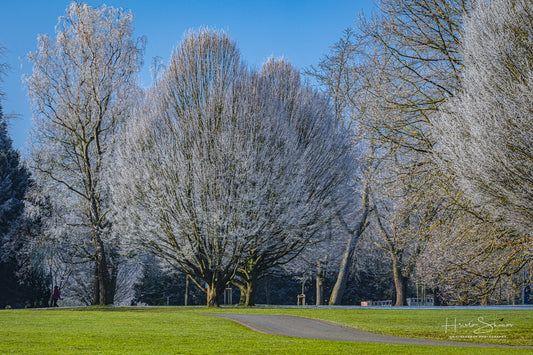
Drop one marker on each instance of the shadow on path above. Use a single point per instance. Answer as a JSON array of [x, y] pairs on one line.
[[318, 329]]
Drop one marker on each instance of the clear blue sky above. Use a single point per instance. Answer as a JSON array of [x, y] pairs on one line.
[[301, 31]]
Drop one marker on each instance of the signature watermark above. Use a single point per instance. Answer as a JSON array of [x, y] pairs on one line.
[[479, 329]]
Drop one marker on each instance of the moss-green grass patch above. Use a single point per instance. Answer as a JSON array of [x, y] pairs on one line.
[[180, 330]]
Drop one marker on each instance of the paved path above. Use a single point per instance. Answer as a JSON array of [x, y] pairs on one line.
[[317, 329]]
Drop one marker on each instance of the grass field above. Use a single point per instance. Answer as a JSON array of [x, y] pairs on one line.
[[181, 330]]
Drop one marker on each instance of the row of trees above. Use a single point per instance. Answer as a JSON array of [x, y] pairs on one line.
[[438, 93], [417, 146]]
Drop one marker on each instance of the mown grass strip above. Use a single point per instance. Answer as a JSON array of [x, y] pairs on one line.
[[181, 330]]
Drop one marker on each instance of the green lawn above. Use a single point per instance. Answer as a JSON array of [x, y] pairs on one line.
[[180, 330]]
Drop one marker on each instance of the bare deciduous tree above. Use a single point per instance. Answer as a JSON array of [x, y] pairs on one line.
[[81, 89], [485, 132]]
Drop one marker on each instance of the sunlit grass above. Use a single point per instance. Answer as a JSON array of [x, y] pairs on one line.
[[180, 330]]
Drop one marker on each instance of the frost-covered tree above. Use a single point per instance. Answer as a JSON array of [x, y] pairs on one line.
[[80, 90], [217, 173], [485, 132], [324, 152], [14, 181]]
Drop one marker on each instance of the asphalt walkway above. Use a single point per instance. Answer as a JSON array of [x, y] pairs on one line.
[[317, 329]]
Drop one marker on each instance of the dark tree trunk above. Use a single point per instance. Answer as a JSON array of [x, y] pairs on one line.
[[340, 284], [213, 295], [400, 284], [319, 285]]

---+---

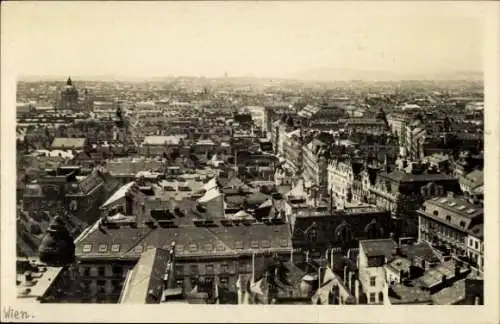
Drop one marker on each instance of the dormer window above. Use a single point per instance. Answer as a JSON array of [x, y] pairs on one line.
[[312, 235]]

---+---

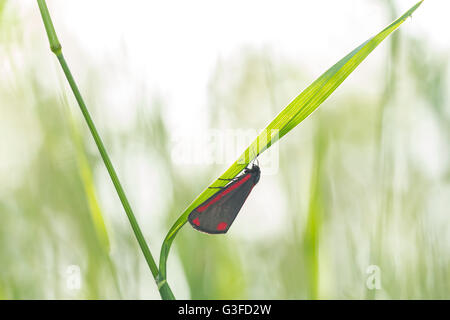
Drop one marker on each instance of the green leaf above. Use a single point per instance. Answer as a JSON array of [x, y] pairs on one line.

---+---

Copy the entries in the first block word for word, starting at the line containing "Drop one marker on each instance of the shadow" and ending at the line containing "[[438, 93], [417, 146]]", with both of those lines included.

Drop one marker on each instance of the shadow on path above. Use a single point per instance. Answer as a JSON array of [x, y] pairs on one line.
[[318, 329]]
Drop one marker on each instance of the clear blue sky above. Use a single point per instance. Answer as a JSON array of [x, y] pairs on one line.
[[301, 31]]
Drop one marker on each instance of the signature watermark above. Use a single point per instance. Answer as a JSON array of [x, y] pairs on one line.
[[479, 329]]
Drop one marker on each instance of the moss-green grass patch above. Use a single point per instance. Answer as a JSON array of [x, y] pairs on one line.
[[180, 330]]
Drop one marker on each instance of the paved path above. Use a single point per instance. Answer as a JSON array of [x, y] pairs on one line.
[[317, 329]]
Drop one marker on each instance of the grass field above. Use a single point per instance. Answer as a JSON array of [x, y] pairs on one line.
[[181, 330]]
Drop one marker on each instance of the row of trees above. Use a single point per instance. Answer as a JSON array of [x, y] pairs on one line.
[[438, 93], [417, 146]]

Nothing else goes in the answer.